** BEGIN Given records **
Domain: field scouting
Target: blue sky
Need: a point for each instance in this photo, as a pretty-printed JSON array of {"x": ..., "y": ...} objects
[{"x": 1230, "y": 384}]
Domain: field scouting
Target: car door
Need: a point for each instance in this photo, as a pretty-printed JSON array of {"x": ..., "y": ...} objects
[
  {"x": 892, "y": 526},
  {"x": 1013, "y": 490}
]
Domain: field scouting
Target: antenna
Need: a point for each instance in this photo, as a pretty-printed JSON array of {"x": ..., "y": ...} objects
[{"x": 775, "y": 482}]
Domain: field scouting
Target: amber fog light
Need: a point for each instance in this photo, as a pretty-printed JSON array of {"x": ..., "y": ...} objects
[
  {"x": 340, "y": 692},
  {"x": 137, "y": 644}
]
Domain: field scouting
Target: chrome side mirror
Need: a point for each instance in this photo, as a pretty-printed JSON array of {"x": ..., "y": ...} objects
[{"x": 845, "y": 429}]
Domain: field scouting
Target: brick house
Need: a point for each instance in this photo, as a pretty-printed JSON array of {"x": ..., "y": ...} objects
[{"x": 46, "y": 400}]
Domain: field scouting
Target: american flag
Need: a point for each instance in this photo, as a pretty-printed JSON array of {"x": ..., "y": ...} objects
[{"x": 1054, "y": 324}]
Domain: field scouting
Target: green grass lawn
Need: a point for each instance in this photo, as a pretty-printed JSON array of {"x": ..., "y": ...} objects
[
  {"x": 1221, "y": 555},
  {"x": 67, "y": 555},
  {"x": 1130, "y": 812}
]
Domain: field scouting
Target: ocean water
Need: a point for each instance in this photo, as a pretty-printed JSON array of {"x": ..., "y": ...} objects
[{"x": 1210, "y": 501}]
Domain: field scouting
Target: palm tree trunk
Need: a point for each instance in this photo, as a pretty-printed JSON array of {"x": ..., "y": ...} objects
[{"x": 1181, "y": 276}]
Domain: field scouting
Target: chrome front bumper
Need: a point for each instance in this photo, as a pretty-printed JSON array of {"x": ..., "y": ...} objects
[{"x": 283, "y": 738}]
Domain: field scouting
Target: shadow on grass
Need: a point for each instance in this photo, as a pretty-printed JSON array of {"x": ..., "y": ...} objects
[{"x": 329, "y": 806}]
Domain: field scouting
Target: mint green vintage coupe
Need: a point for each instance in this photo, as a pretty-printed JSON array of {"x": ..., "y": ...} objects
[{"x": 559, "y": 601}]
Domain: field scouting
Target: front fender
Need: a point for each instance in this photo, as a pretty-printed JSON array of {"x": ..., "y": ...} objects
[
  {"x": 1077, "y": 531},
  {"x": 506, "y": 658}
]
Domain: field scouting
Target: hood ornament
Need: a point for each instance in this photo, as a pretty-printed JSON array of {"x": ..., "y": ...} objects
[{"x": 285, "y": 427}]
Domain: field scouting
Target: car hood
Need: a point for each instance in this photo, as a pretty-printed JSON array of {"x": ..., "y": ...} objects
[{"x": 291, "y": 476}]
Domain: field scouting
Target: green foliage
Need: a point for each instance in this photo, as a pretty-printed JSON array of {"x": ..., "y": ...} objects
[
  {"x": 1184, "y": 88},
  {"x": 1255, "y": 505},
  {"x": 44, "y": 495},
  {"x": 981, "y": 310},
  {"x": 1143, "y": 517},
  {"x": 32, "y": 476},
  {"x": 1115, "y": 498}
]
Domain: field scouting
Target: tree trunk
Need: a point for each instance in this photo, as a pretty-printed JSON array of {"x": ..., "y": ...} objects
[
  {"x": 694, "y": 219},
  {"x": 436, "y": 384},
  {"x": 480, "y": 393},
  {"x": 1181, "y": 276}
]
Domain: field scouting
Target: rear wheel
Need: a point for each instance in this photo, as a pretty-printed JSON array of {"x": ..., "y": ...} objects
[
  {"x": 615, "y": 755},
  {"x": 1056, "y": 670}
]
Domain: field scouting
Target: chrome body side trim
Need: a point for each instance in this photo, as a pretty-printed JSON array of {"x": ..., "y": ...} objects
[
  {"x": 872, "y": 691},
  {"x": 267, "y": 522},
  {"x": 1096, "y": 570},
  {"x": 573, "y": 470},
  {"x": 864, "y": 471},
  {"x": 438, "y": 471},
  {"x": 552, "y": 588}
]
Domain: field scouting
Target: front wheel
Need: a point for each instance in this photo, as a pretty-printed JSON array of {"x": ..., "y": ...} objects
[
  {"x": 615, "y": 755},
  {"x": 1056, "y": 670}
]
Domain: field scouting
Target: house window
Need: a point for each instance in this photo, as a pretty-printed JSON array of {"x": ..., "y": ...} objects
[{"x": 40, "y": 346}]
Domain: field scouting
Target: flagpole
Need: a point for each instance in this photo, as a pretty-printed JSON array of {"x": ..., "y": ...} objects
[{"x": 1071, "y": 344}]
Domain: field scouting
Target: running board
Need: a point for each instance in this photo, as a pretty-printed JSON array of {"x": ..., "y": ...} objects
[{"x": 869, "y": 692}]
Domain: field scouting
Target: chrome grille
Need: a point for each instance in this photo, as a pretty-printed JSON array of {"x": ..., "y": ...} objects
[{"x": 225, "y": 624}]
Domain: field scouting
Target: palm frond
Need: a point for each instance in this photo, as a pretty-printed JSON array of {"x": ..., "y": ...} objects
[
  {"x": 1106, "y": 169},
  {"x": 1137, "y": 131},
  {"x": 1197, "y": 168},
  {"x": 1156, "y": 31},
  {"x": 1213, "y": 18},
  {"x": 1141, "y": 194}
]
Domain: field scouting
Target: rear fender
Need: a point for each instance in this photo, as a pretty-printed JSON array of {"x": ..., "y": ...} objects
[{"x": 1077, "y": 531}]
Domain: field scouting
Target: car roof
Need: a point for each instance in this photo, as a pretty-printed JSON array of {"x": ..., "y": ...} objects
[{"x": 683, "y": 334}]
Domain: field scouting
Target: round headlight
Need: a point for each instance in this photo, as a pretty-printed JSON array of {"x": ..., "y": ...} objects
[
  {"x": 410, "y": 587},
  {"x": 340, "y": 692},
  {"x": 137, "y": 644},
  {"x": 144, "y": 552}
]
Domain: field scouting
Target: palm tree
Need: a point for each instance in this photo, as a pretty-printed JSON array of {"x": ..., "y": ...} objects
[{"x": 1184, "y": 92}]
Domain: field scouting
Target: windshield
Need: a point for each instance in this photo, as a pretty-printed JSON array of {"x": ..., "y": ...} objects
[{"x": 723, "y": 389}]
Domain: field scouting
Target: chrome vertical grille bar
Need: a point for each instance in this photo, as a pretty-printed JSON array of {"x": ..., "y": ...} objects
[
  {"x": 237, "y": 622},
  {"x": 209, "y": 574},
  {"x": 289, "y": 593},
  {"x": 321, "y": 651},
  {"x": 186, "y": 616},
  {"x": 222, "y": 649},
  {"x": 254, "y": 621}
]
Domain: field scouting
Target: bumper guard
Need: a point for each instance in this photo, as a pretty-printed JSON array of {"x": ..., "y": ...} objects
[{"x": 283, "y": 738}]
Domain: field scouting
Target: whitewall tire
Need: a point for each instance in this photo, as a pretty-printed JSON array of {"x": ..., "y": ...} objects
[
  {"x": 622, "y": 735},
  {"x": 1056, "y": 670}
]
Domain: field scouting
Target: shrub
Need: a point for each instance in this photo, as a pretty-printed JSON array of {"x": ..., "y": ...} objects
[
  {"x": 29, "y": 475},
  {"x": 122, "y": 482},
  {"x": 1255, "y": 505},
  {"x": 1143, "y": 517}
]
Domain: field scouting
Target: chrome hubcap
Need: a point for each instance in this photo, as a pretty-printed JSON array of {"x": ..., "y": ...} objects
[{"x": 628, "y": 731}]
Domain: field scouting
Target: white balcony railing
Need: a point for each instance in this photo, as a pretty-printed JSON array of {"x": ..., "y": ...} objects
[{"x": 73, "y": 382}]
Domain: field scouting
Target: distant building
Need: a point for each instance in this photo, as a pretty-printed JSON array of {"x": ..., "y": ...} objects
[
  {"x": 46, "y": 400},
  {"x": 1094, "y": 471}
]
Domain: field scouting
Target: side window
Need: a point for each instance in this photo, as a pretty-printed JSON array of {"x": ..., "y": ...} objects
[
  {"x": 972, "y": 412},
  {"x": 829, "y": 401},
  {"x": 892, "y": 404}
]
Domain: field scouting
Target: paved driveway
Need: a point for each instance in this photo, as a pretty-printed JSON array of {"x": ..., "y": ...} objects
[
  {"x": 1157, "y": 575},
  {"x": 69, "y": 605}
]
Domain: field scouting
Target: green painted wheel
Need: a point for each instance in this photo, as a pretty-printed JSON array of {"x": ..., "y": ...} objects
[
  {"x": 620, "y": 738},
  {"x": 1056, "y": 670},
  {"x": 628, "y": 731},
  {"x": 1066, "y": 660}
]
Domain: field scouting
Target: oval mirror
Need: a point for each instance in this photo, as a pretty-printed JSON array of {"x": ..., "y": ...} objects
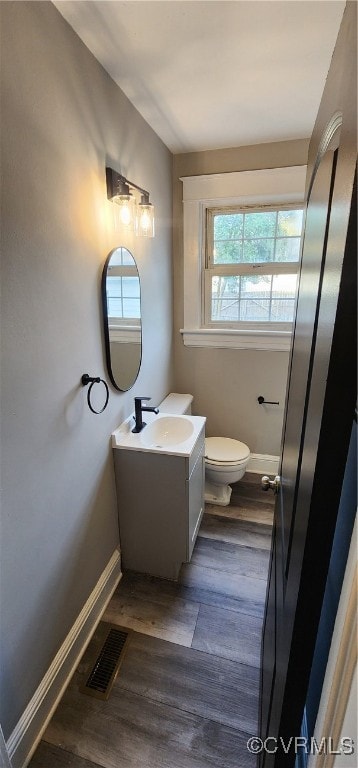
** END Given records **
### The problem
Extract each line from the items above that contains the word "trunk", reproducing every such line in full.

### Complete answer
Target: palm tree trunk
Target: tree trunk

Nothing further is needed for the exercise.